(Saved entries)
-- Opening Marker --

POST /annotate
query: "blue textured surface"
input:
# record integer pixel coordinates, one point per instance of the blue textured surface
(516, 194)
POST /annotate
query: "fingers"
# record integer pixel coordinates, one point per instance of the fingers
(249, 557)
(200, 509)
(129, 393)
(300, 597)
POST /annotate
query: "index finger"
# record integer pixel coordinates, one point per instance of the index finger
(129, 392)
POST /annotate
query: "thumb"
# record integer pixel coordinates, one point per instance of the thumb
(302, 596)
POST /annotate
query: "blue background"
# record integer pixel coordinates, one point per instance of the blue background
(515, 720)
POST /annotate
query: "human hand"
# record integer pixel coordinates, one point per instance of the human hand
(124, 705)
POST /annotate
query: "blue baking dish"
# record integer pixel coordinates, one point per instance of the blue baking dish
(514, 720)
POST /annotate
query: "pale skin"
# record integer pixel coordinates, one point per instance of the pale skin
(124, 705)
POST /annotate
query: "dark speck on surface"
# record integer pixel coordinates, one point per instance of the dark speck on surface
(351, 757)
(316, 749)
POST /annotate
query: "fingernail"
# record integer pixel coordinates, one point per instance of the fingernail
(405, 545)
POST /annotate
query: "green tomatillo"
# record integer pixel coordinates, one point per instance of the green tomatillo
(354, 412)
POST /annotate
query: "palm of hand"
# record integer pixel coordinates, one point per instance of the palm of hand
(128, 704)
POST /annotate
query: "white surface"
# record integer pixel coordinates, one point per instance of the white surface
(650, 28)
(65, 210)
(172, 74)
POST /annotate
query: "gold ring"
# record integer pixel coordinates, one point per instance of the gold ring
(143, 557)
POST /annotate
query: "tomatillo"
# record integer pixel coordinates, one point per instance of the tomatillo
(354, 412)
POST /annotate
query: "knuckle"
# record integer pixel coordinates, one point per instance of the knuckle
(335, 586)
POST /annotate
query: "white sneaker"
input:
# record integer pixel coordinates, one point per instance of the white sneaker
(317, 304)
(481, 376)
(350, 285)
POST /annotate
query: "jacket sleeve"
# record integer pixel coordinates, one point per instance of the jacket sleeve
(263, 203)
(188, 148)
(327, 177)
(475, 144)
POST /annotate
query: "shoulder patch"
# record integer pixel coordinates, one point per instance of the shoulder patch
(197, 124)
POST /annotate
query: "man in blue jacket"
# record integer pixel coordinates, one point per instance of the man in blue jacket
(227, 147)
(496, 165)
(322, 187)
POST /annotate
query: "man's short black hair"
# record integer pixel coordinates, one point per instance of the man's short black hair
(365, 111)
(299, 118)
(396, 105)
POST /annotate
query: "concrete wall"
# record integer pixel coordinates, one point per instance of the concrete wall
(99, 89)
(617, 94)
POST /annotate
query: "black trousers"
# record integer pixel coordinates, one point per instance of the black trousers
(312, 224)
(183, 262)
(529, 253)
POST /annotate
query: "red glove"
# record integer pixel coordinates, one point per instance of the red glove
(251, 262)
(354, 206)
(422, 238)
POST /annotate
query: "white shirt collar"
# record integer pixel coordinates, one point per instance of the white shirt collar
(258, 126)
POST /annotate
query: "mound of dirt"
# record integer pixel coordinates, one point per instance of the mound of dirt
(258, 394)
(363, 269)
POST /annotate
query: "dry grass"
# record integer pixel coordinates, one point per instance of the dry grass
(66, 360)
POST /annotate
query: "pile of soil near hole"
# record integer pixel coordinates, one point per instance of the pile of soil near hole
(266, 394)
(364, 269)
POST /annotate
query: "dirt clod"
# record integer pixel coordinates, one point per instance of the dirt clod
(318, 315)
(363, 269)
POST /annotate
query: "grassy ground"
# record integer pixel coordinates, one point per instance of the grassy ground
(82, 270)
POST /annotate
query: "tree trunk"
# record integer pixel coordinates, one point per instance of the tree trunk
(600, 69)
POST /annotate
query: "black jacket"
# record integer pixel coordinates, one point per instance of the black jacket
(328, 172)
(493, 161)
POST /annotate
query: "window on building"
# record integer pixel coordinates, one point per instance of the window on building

-- Closing Marker --

• [Exercise objective] Reproduce the records above in their entirety, unchanged.

• [Written answer]
POST /annotate
query: "blue textured surface"
input:
# record integer pixel coordinates, one point per instance of the blue textured surface
(516, 194)
POST /annotate
query: "fingers"
# record integer pixel coordinates, one point per instance of the fingers
(249, 557)
(200, 509)
(129, 393)
(300, 597)
POST /annotate
query: "index finger"
# record integer pixel coordinates, one point per instance of the index finger
(129, 392)
POST /annotate
query: "thumb"
# record integer pixel coordinates, one point per instance of the thumb
(302, 596)
POST /annotate
query: "blue background"
# record integer pixel coordinates, one point per instance of the blue background
(515, 720)
POST /annotate
query: "human hand"
# record integer pixel coordinates, one point per instance of the human hand
(124, 705)
POST /annotate
query: "blue baking dish"
# record integer pixel coordinates, one point per instance of the blue baking dish
(514, 720)
POST /annotate
query: "pale skin"
# record integer pixel coordinates, one point per instance of the pale skin
(124, 705)
POST /annotate
query: "dark speck on surface"
# record integer pixel coordinates, one point per instance of the dark speck on surface
(351, 757)
(316, 749)
POST /annotate
query: "fingernail"
# record integer pixel coordinates, one point per instance of the fingernail
(405, 545)
POST /annotate
query: "green tomatillo"
# record integer pixel coordinates, one point per instance of the green tomatillo
(354, 412)
POST /annotate
query: "palm of hand"
# record integer pixel coordinates, one point per instance of the palm of hand
(128, 704)
POST /annotate
query: "white surface"
# record integer pixel coordinates, one point per instance of the white surface
(650, 28)
(65, 210)
(172, 74)
POST /annotate
query: "gold ring"
# record integer pixel coordinates, one point per instance of the gold ring
(143, 557)
POST /annotate
query: "tomatillo"
# record integer pixel coordinates, one point per instance of the tomatillo
(354, 412)
POST /annotate
query: "knuckle"
# record integer pixel coordinates, one point per instance of the knuckle
(335, 586)
POST /annotate
query: "white sneaker"
input:
# record integer pixel coordinates, one point per instance of the white sneaker
(317, 304)
(481, 376)
(350, 285)
POST /annotate
query: "jacket sleeve"
# record integer pixel coordinates, one point per instance of the jacket sleeve
(263, 203)
(188, 148)
(327, 177)
(475, 144)
POST /annotate
query: "shoulder patch"
# record integer pixel coordinates, one point per instance of the shoulder patch
(197, 124)
POST /annotate
query: "man in blue jacket"
# record integer pixel coordinates, one point per instance of the man in blue jacket
(227, 147)
(496, 165)
(322, 187)
POST /annotate
query: "man's short black hair"
# record integer pixel coordinates, one point per instance of the man's short black hair
(365, 111)
(299, 118)
(396, 105)
POST /annotate
query: "concrete wall"
# record integer pixel coordinates, one point per instance of the concrete wall
(99, 89)
(617, 94)
POST /annotate
query: "black trousers"
# record integer pixel coordinates, one point per instance of the black trousers
(312, 224)
(183, 262)
(529, 253)
POST /annotate
query: "red glove"
# record integer pixel coordinates, one point per instance of the red glove
(251, 262)
(354, 206)
(422, 238)
POST /annotate
query: "white shirt collar"
# record integer pixel coordinates, one point per instance of the white shirt collar
(258, 126)
POST /annotate
query: "mound of dirt"
# record integer pixel coordinates, one point per instance of the mound of dirt
(258, 394)
(363, 269)
POST /annotate
query: "dry grass"
# record integer pixel coordinates, one point per instance of the dry grass
(66, 360)
POST /annotate
query: "pile of soil near hole"
# record integer pixel coordinates, one point per instance of the pile of soil near hole
(266, 394)
(364, 269)
POST /annotate
query: "dirt clod"
# record integer pixel coordinates, one point per instance of the dirt clod
(318, 315)
(363, 269)
POST /annotate
query: "grassy ground"
# record integer pixel coordinates, one point per instance of the grassy ground
(82, 270)
POST /annotate
query: "tree trunk"
# record integer pixel coordinates, one point per instance of the tree trunk
(600, 69)
POST /annotate
query: "black jacket"
# record integer pixel coordinates, one point per instance of the black jacket
(328, 172)
(493, 161)
POST /annotate
query: "window on building"
# record integer pixel coordinates, one point per instance of the window on building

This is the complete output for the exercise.